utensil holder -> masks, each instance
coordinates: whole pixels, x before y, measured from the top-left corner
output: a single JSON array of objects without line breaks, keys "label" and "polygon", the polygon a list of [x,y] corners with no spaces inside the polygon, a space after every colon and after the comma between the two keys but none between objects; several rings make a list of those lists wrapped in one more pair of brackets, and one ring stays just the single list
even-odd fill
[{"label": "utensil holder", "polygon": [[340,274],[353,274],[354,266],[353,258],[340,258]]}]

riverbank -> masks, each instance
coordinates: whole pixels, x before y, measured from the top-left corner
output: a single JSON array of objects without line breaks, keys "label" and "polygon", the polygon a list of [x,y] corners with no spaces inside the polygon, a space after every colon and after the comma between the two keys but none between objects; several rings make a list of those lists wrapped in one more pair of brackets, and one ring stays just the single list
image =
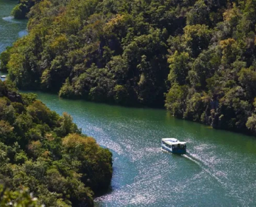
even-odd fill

-------

- _DIRECTIVE_: Rewrite every row, replacing "top-left corner" with "upper-left corner" and leaving everything else unchanged. Omit the pictures from your answer.

- _EXERCISE ANSWER_:
utensil holder -> masks, each instance
coordinates: whole pixels, x before y, measured from the upper-left corner
output: a single JSON array of objects without line breaks, keys "label" and "polygon", the polygon a list of [x,y] corners with no spaces inside the polygon, a space after every colon and after the comma between the two keys but none between objects; several rings make a list of those lists wrapped in one more pair of brackets, and one ring stays just the single list
even-odd fill
[{"label": "utensil holder", "polygon": [[340,274],[353,274],[354,266],[353,258],[340,258]]}]

riverbank -> masks, each instance
coordinates: whole pixels, x before y, measured from the upper-left corner
output: a single JSON array of objects without line breaks, keys "label" and "polygon", the polygon a list of [x,y] corners with no spaces inside the polygon, a space after every colon and after the comma between the two keys but none between objects; several rings make a list of those lists wrapped in one more pair of brackets, and one ring stays just the single list
image =
even-odd fill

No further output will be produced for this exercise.